For the material below, the sole required output is the number of lines that include "segment".

BEGIN RECORDS TO PROCESS

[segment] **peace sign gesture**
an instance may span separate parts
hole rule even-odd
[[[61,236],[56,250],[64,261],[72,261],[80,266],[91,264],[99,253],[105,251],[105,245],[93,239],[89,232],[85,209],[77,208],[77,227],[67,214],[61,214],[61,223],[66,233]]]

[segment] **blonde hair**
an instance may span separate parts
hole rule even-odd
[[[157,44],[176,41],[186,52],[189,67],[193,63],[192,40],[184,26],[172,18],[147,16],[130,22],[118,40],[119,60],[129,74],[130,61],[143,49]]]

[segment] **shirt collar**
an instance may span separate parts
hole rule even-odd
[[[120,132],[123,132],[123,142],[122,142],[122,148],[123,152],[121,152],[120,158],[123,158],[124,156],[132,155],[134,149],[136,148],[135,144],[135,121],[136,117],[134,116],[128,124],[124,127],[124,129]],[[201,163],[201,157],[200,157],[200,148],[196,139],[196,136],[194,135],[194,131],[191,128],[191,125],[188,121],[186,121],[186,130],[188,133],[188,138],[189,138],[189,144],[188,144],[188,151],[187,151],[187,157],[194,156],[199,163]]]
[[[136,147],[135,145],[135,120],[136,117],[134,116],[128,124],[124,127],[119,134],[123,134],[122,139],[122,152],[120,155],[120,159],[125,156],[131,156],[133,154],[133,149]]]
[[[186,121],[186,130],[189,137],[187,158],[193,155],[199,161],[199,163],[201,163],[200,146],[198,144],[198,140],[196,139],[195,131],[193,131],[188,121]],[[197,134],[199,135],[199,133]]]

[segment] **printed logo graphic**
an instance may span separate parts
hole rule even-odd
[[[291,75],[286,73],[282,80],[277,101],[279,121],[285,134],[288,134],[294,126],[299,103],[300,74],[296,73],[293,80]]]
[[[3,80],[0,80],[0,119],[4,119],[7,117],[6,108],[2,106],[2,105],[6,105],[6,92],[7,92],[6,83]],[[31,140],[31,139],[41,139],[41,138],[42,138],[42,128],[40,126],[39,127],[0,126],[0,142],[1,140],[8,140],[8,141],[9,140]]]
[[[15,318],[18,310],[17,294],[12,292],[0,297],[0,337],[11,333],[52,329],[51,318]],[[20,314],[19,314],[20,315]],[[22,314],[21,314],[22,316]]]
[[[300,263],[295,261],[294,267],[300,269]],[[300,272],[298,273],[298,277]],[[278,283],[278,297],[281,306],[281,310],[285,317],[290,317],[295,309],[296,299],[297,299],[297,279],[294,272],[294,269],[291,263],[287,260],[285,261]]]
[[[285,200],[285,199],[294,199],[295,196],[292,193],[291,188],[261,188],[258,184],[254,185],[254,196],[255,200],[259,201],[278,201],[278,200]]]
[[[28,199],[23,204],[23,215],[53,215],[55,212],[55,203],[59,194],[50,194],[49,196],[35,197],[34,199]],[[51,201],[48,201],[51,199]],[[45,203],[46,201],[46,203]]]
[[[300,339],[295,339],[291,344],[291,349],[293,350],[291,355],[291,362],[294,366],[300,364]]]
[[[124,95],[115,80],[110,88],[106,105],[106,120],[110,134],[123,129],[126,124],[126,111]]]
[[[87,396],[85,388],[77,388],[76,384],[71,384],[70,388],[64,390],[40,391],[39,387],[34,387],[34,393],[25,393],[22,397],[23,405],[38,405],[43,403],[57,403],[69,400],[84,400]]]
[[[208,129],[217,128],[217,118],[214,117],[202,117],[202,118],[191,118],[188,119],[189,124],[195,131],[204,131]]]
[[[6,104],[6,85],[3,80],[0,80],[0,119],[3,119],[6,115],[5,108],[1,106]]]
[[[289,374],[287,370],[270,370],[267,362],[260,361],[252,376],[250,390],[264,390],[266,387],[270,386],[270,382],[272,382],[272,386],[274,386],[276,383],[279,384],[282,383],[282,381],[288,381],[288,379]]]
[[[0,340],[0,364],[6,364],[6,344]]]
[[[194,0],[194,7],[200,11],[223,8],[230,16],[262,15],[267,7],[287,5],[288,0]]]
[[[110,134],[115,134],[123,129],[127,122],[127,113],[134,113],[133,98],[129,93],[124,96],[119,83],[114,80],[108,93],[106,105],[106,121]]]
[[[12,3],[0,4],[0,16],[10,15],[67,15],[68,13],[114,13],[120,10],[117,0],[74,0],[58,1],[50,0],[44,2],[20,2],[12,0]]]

END RECORDS TO PROCESS

REPLY TO THE EXERCISE: 4